* BEGIN Data provided *

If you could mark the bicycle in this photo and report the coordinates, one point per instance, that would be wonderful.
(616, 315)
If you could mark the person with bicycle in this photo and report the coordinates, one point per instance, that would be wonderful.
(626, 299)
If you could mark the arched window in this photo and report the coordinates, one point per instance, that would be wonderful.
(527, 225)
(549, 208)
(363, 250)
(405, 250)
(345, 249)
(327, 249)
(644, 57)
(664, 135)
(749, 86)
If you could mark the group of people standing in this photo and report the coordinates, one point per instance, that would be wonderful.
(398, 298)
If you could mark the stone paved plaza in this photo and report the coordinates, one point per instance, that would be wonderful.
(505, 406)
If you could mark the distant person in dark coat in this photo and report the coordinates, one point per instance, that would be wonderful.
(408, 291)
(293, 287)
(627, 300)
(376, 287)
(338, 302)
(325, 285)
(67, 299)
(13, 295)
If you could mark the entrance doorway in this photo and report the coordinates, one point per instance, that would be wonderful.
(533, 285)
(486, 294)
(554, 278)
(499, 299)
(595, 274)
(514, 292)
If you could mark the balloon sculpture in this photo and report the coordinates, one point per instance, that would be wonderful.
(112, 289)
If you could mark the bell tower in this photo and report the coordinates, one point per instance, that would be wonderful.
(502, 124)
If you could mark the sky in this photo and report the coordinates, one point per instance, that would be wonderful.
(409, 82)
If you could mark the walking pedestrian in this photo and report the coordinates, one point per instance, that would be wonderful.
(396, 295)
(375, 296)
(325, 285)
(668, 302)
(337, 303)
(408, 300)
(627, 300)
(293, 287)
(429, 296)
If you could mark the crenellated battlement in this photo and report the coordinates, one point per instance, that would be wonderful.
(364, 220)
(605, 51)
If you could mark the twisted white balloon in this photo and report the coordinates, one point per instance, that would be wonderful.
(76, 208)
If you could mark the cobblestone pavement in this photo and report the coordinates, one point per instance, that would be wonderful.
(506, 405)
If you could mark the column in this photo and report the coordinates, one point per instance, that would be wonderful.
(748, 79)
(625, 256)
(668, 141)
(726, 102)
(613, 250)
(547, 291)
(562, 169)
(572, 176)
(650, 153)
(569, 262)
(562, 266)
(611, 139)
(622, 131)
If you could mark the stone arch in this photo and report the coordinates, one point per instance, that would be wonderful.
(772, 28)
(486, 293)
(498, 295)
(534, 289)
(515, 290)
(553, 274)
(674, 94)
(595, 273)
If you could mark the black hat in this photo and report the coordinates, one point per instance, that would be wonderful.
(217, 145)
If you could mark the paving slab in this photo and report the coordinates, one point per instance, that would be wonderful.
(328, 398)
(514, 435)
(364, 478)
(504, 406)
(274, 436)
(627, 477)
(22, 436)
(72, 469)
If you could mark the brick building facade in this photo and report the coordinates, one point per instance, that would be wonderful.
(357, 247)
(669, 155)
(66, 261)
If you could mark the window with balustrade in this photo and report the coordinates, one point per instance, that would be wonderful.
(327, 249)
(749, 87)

* END Data provided *

▶ [Work to do]: Would you write down every record again, exactly?

▶ [Result for this task]:
If you could mark the bicycle in this photo and report the coordinates, one point per instance, that would be wonderful.
(616, 315)
If you could mark the person with bicycle in this photo and report the coordinates, one point per instance, that would be wonderful.
(626, 299)
If you could mark the arched window in this photo and report the coordinates, one point per instance, that would be wonderful.
(527, 225)
(549, 208)
(363, 250)
(405, 250)
(345, 249)
(327, 249)
(644, 57)
(664, 135)
(749, 86)
If you could mark the group of people standing in this photo and report the coordinates, one point per instance, that would be wonderful.
(398, 298)
If you could mark the stone paved plaza in this photo and report the coordinates, one point per instance, that would be wonderful.
(505, 406)
If you could mark the distant person in dark coat in this photo and report the coordinates, one point per instance, that would be wonderful.
(408, 291)
(293, 287)
(627, 300)
(376, 287)
(338, 302)
(325, 285)
(67, 299)
(13, 295)
If you could mark the entrance doorway in this photo and report the coordinates, one point per instance, that would be wonderful.
(533, 285)
(486, 294)
(554, 278)
(499, 299)
(595, 274)
(514, 292)
If you could mark the balloon sculpture in this photo and report the coordinates, one point per instance, that would be wonderful.
(112, 289)
If you could mark the bell tower in this photo and report the coordinates, one point per instance, that would be wonderful.
(502, 124)
If you could mark the sky in this photo and report the coordinates, one point per instance, that would be wonderful.
(409, 82)
If you could mark the walking pedestrian in this photo and report the coordinates, one point per instance, that would be wonderful.
(396, 295)
(375, 296)
(325, 285)
(668, 302)
(337, 303)
(408, 300)
(627, 300)
(293, 287)
(429, 296)
If you could mark the crenellated battlement in this photo and report the coordinates, one point per instance, that would be wonderful.
(364, 220)
(605, 51)
If you could mark the twisted white balloon in this photo and report the coordinates, one point per instance, that would be wonderful.
(76, 208)
If you could mark the cobblestone pavement in this photo and report the coordinates, one point per instance, that would be wonderful.
(506, 405)
If you could mark the column in this photo and report the coordinates, one point per instance, that would be wonderful.
(748, 79)
(625, 256)
(668, 141)
(726, 102)
(613, 250)
(547, 291)
(562, 169)
(572, 176)
(650, 153)
(569, 262)
(562, 266)
(611, 139)
(622, 131)
If you could mark the stone arch in this photo and report the coordinates, one point per instance, that would be wonderful.
(772, 28)
(486, 293)
(498, 295)
(534, 289)
(515, 290)
(553, 274)
(674, 94)
(595, 273)
If you could mark the black hat in this photo and report the coordinates, one point per instance, that would be wonderful.
(217, 145)
If you could mark the paving slab in this photo and report the coordinates, one point per instance, that would be wonderful.
(328, 398)
(514, 435)
(364, 478)
(504, 406)
(274, 436)
(627, 477)
(22, 436)
(72, 469)
If you could mark the brick building facade in this photo and report the coordinates, one point per instance, that would be wonderful.
(357, 247)
(669, 155)
(66, 261)
If you could mark the window with balustrade in this photo and report the coordinates, one point per instance, that would be wonderful.
(327, 249)
(749, 87)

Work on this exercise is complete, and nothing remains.